## Aufgabenstellung
Erläutern Sie anhand des Textauszugs zum Ökonomen-Barometer, weshalb der Rückgang im Mai „fast einer Stabilisierung gleich“ kommt.

## Textauszug
____

Um mindestens sechs Prozent könnte die deutsche Wirtschaft im laufenden Jahr einbrechen. Das ist ein Resultat der Mai-Umfrage des Ökonomen-Barometers von €uro am Sonntag unter führenden deutschen Volkswirten. Der Indikator für die Einschätzung der aktuellen Lage markiert dabei wie schon im April einen weiteren historischen Tiefststand. Doch beim Ausblick für die kommenden zwölf Monate zeigen sich Aufhellungen.
Mit nur noch 12,8 Punkten ist das Ökonomen-Barometer im Mai noch einmal um 2,7 Punkte gegenüber dem April gefallen. Nach dem starken Einbruch im Vormonat um 60 Prozent kommt das fast einer Stabilisierung gleich. Die Aussichten für die kommenden zwölf Monate sind mit 12,5 Punkten (Vormonat: 14,6 Punkte) vor diesem Hintergrund schon fast stabil. Der Rückgang ist jedenfalls geringer als bei der aktuellen -Einschätzung.

____

## Extrahierte Daten
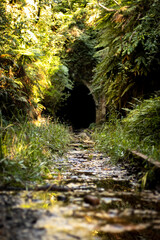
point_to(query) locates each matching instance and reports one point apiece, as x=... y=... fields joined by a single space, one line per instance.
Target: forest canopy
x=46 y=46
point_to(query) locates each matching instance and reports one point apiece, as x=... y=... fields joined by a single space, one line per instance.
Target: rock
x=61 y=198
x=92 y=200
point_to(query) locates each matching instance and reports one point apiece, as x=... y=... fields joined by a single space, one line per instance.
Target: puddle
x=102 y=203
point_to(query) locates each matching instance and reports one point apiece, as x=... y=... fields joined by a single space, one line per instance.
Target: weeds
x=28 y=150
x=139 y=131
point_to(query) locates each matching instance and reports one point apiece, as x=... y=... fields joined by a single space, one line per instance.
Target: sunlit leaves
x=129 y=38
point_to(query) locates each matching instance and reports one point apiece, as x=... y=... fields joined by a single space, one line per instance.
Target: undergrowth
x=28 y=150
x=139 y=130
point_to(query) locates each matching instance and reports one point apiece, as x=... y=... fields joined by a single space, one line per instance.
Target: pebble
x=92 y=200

____

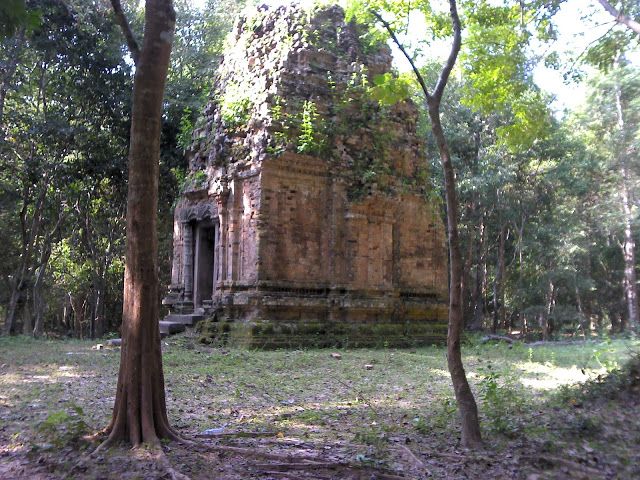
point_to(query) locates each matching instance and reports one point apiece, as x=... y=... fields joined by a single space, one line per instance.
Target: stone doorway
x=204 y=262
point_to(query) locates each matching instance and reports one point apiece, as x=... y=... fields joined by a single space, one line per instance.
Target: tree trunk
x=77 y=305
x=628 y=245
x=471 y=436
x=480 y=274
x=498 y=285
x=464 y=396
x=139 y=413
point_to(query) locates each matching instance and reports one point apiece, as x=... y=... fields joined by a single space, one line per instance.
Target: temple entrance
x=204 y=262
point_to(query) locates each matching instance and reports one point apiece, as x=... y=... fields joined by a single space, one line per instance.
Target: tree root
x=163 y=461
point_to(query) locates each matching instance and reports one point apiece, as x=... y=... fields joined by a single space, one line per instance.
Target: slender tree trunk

____

## Lösung der Aufgabe
Das Barometer war bereits im Vormonat April stark eingebrochen, nämlich um 60 Prozent. Verglichen damit ist der erneute Rückgang im Mai um 2,7 Punkte auf 12,8 Punkte gering.